◆ ESTRATTO FORNITO
*****

Valorizzare se stessi non significa negare le proprie difficoltà o chiudere gli occhi di fronte ai propri limiti. Al contrario, è solo accettando le ragioni profonde di ciò che percepiamo come disfunzionale che possiamo iniziare un processo di evoluzione e crescita. La compassione verso di noi stessi non è una giustificazione o un’autoindulgenza, ma il punto di partenza per costruire un cambiamento autentico.
Le radici della disistima
Le teorie psicodinamiche e dell’attaccamento offrono preziose chiavi di lettura per comprendere l’origine della disistima.
Secondo la teoria dell’attaccamento di Bowlby, la percezione che abbiamo di noi stessi si forma nelle prime relazioni significative della nostra vita. Se i nostri bisogni di sicurezza, amore e riconoscimento non sono stati soddisfatti da figure di riferimento affidabili, è probabile che svilupperemo una visione di noi stessi come non degni di valore. Questo schema può perpetuarsi nell’età adulta, influenzando negativamente la nostra capacità di costruire relazioni sane e di accettarci per come siamo.
In questa cornice, è cruciale considerare il ruolo delle cosiddette “decisioni di sopravvivenza” prese dal bambino. Winnicott sottolinea come, in situazioni di attaccamento insicuro o disorganizzato, il bambino possa sviluppare una sorta di inversione di ruolo: per mantenere il legame con le figure di riferimento, si “occupa” dei bisogni emotivi del genitore, sacrificando la propria libertà di esplorare e soddisfare i propri bisogni autentici. Questo fenomeno, noto anche come parentificazione, ha conseguenze profonde sulla capacità del bambino di sviluppare una sana autostima e un senso di sé integrato. Il bisogno di “proteggere” il genitore si traduce spesso in una repressione delle proprie emozioni autentiche, contribuendo a una visione svalutante di sé.

*****

◆ CONSEGNA 1
Nell'estratto, con quale nome è noto il fenomeno per cui il bambino si occupa dei bisogni emotivi del genitore?
◆ CONSEGNA 2
Trascrivi il passo dell'estratto compreso tra “In questa cornice, è” e “svalutante di sé.”, estremi inclusi.
I record sono materiale a parte e non fanno parte dell'estratto.

◆ RECORD ESTRATTI
*****

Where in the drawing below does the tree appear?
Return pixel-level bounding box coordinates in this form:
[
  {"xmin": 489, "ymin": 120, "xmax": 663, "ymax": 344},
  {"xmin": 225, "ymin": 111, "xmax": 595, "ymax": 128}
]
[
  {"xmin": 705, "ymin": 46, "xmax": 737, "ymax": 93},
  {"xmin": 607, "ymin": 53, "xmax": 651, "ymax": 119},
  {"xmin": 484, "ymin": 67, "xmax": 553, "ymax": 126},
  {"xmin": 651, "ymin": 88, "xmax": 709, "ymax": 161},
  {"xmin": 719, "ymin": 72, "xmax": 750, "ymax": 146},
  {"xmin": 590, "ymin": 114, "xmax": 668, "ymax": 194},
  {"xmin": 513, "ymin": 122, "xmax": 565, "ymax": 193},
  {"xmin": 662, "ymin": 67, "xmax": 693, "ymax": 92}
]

*****

◆ RISPOSTA FINALE 1
Il fenomeno è noto come parentificazione.

◆ RISPOSTA FINALE 2
In questa cornice, è cruciale considerare il ruolo delle cosiddette “decisioni di sopravvivenza” prese dal bambino. Winnicott sottolinea come, in situazioni di attaccamento insicuro o disorganizzato, il bambino possa sviluppare una sorta di inversione di ruolo: per mantenere il legame con le figure di riferimento, si “occupa” dei bisogni emotivi del genitore, sacrificando la propria libertà di esplorare e soddisfare i propri bisogni autentici. Questo fenomeno, noto anche come parentificazione, ha conseguenze profonde sulla capacità del bambino di sviluppare una sana autostima e un senso di sé integrato. Il bisogno di “proteggere” il genitore si traduce spesso in una repressione delle proprie emozioni autentiche, contribuendo a una visione svalutante di sé.